-- start STORED DATA --

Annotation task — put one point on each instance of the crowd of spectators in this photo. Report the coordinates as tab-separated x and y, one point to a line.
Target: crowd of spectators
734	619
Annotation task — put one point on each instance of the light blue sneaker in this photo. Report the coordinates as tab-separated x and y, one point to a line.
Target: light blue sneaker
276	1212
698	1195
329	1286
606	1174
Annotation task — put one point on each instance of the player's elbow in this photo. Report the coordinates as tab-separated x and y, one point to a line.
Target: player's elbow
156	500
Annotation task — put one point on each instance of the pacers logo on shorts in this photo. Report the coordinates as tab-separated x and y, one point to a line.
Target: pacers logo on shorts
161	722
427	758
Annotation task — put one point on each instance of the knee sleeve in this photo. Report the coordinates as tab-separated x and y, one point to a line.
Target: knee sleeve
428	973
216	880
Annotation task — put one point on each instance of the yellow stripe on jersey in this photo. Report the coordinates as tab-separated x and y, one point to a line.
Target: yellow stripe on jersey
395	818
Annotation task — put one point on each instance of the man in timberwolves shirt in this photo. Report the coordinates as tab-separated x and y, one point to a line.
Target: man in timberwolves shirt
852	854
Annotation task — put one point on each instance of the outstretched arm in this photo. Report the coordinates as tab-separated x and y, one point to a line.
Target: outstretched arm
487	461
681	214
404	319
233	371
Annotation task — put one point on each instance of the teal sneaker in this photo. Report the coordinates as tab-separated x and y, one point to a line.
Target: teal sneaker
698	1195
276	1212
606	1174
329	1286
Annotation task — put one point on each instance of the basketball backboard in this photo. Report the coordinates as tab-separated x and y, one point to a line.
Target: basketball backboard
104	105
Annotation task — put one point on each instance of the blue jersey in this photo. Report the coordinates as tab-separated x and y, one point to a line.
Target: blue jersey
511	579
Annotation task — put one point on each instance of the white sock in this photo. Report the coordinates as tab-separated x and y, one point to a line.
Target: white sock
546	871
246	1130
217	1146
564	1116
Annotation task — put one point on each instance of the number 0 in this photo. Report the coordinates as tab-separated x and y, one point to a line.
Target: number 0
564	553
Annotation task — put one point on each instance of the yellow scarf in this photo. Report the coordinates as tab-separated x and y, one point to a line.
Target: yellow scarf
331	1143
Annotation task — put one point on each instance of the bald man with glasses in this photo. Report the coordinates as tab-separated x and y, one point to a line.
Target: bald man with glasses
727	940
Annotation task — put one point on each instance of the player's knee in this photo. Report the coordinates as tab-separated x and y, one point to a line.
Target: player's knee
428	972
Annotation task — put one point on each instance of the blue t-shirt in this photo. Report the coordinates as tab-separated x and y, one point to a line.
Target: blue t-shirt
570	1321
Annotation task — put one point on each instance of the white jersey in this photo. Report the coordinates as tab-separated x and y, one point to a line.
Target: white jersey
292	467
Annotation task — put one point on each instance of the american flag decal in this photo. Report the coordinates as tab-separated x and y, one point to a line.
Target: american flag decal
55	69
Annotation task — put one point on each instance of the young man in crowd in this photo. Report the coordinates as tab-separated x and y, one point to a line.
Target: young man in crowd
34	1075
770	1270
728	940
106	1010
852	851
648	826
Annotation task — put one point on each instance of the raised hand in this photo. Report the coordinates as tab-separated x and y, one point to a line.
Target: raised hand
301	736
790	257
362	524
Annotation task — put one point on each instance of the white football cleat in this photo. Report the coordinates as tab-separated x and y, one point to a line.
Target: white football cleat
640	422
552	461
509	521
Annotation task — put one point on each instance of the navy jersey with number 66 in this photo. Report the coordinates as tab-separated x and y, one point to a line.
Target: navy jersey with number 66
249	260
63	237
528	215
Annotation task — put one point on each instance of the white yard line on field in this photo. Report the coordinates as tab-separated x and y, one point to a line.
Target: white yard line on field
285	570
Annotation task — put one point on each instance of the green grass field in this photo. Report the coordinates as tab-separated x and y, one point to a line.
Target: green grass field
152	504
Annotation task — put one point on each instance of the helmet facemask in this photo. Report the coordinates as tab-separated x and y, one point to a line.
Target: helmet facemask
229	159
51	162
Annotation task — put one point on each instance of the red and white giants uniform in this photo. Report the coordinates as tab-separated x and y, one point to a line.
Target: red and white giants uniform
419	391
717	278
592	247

-- end STORED DATA --

* _WRITTEN INSTRUCTION_: Write out again every line of the rows, starting with the line that contains "the red and" and going on through the end of the rows. Add 14 to each x and y coordinate and leave all other text unchanged.

* _OUTPUT FOR THIS EXERCISE_:
Annotation task — put one point on each instance of the red and white giants uniform in this photo. Report the coordinates as tab-separated x and y, one point to a line.
Target: red and white giants uniform
433	405
731	292
606	261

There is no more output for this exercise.